[Annotated coordinate records]
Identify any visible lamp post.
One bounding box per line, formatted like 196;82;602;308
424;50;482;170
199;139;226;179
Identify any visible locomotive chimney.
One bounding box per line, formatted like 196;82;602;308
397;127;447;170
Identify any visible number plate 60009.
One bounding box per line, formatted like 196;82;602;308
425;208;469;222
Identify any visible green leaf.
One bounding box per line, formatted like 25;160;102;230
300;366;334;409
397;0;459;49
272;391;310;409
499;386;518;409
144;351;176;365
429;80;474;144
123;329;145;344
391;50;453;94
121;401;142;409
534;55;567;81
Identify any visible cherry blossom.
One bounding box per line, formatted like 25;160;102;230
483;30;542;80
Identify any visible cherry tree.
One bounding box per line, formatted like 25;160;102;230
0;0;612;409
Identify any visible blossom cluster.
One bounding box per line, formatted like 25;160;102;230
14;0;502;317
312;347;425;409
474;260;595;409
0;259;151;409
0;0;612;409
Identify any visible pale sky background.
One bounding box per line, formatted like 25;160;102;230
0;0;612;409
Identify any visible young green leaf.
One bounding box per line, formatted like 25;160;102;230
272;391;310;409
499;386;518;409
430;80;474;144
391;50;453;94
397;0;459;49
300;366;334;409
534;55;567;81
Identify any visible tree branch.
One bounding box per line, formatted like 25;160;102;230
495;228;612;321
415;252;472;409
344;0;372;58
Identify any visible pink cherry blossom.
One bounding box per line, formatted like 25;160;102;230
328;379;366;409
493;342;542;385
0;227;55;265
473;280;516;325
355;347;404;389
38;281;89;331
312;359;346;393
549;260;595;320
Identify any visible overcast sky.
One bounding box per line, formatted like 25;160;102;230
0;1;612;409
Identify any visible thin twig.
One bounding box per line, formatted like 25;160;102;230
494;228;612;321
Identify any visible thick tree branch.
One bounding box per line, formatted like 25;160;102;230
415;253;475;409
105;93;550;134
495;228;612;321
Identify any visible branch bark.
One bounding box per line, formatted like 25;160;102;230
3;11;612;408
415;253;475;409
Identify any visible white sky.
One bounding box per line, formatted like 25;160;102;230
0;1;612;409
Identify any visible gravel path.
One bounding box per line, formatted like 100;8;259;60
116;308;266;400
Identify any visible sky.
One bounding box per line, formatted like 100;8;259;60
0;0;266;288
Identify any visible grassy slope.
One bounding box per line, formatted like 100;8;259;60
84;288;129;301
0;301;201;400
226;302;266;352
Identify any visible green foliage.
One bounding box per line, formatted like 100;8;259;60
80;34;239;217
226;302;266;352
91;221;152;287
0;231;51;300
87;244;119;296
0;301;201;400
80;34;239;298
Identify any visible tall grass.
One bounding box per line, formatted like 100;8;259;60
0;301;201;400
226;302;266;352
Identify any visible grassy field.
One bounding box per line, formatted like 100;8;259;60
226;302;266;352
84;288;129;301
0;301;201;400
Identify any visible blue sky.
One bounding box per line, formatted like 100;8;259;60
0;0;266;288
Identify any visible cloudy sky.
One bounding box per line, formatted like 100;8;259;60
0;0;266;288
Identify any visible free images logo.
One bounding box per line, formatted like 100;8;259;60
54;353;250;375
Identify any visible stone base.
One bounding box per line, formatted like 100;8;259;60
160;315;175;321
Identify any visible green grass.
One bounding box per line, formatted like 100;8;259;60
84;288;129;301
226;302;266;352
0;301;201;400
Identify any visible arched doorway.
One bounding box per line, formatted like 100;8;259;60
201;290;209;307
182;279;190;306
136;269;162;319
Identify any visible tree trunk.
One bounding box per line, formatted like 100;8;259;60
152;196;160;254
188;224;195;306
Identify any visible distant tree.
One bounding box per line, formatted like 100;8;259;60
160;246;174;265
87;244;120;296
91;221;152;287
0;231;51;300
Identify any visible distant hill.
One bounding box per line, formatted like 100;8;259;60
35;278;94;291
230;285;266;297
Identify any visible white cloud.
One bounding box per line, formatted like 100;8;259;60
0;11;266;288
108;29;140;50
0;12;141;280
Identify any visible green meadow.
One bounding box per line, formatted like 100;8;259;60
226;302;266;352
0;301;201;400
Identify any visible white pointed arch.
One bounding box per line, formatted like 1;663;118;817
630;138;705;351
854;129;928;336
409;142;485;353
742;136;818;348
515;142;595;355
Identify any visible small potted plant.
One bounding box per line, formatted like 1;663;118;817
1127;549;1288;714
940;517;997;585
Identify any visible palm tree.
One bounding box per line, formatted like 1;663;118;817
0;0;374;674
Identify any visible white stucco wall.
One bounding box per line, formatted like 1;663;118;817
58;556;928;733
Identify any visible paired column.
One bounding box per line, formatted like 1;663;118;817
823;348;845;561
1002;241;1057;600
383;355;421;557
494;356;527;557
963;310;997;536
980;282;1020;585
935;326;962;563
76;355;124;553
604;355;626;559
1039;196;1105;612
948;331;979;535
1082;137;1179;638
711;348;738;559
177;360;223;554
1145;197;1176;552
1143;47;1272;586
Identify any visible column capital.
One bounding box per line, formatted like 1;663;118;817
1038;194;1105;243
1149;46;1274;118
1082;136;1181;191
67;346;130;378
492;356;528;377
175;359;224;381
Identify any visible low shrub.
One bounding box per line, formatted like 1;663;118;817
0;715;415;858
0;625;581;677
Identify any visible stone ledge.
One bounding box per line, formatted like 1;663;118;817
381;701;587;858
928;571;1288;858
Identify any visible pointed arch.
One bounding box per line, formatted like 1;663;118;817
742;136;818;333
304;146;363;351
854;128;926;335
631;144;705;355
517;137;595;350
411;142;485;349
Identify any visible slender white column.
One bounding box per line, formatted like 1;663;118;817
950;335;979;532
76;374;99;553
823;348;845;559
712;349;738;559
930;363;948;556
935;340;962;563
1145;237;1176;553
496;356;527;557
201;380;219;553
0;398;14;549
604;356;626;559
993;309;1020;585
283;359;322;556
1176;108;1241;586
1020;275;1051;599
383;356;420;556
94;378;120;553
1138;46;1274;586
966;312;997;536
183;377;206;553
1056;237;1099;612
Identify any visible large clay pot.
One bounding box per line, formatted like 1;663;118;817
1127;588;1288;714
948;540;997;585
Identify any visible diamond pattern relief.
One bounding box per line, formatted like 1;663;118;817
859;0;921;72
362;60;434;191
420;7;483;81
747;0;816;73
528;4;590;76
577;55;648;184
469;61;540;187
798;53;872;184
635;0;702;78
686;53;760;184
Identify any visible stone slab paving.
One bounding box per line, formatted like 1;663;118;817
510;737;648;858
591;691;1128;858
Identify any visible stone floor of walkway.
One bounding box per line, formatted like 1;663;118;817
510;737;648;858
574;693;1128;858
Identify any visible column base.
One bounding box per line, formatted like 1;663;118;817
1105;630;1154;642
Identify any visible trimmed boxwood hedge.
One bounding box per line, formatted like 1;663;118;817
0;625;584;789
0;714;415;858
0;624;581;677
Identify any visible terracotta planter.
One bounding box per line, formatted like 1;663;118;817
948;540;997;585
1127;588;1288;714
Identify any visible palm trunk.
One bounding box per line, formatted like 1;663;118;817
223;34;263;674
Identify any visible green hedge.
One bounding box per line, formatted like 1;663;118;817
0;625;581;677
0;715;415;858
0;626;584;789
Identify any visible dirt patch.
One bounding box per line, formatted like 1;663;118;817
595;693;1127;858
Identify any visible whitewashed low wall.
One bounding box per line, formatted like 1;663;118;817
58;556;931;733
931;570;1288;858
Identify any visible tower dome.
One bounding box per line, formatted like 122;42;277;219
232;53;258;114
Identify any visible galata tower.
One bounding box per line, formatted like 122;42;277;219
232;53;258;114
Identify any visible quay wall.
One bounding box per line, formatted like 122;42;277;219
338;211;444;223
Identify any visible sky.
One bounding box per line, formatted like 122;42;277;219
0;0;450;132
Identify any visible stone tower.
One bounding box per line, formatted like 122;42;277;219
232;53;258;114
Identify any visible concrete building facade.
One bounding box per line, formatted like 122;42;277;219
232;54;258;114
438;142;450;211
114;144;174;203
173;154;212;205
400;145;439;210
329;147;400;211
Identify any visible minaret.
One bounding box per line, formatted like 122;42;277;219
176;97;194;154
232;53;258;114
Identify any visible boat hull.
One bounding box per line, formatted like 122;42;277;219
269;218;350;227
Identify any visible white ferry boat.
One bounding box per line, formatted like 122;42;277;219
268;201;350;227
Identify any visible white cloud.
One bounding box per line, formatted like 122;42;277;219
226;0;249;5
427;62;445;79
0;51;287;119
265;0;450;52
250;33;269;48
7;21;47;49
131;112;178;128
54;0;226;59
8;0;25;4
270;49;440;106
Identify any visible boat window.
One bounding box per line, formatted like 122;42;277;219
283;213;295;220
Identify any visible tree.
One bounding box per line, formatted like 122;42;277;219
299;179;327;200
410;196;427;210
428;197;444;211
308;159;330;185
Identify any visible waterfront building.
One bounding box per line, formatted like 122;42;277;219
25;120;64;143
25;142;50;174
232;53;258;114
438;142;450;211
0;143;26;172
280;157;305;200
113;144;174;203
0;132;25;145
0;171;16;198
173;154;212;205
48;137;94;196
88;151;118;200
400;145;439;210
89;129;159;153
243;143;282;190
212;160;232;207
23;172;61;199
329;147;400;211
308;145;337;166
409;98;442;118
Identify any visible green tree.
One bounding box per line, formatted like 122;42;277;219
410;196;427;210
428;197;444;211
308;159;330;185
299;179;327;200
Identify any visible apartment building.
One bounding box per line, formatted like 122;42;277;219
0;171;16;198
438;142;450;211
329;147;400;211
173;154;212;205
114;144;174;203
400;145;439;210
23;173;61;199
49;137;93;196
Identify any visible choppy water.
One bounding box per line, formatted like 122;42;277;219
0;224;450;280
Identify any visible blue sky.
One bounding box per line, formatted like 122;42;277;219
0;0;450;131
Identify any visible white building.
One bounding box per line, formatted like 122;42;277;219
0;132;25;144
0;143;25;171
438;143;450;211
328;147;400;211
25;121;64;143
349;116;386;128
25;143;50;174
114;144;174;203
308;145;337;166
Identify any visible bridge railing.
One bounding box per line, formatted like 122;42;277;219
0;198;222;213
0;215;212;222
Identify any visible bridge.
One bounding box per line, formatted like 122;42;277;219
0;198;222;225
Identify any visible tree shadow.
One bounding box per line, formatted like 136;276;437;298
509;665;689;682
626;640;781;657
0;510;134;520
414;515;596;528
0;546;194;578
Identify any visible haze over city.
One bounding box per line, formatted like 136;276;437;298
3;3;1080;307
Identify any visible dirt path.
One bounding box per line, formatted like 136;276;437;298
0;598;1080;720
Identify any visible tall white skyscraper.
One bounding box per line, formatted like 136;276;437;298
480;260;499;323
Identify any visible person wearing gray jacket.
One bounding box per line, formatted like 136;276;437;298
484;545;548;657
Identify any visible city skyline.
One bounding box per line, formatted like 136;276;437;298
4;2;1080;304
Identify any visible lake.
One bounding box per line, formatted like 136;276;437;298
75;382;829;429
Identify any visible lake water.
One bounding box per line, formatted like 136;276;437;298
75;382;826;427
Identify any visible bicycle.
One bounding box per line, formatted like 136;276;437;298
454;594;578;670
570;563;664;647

■ **SET PROBLEM**: Can you render the material between the lines holding "Identify any visible blossom cluster." and "80;34;239;298", inclusive, as a two-column CSV with the headers request and boxes? Use one row per request, put each request's text and its answer in their own quoted field, and turn line breaks into spaces.

■ **TASK RESULT**:
request,boxes
"Identify any visible blossom cluster. One bounding box per line, formatted like 25;160;102;230","14;0;502;317 312;347;425;409 474;260;595;409 0;259;151;409 0;0;612;409"
"Identify any visible pale sky background. One bounding box per line, formatted like 25;160;102;230","0;0;612;409"
"Identify any visible young green leaf. One bounding box per line, formatted like 25;160;102;230","272;391;310;409 499;386;518;409 430;80;474;144 391;50;453;94 397;0;459;49 300;366;334;409 534;55;567;81"
"Identify any visible tree branch. One bounding box per line, formatted like 25;160;102;230","495;228;612;321 415;252;472;409 344;0;372;58"
"Identify any visible pink cherry blossom. One bounding box per line, formatted like 25;160;102;230","328;379;366;409 493;342;542;385 0;227;55;265 473;280;516;325 355;347;404;389 38;281;89;331 312;359;346;393 549;260;595;320"
"Identify any visible overcast sky. One bounding box per line, formatted like 25;160;102;230","0;1;612;409"
"Identify any visible thin twig. One bounding box per line, formatted like 25;160;102;230","494;228;612;321"
"Identify any visible thick tree branch. One bounding box per line, formatted like 25;160;102;230","415;253;475;409 105;93;550;134 495;228;612;321"
"Identify any visible branch bark. One bounding box per line, formatted like 25;160;102;230","3;11;612;408 415;253;475;409"
"Identify any visible white sky. One bounding box per line, formatted like 25;160;102;230","0;1;612;409"
"Identify any visible gravel path. One bounding box per line, formatted like 100;8;259;60","116;308;266;400"
"Identify any visible sky. One bounding box per line, formatted like 100;8;259;60","0;0;266;288"
"Identify any visible grassy slope. One bounding box per line, formatted like 100;8;259;60","84;288;129;301 0;301;201;400 226;302;266;352"
"Identify any visible green foliage. One bounding box per line, formatted like 100;8;259;60","80;34;239;217 226;302;266;352 91;221;152;287 0;231;51;300 87;244;119;296 0;301;201;400 80;34;239;298"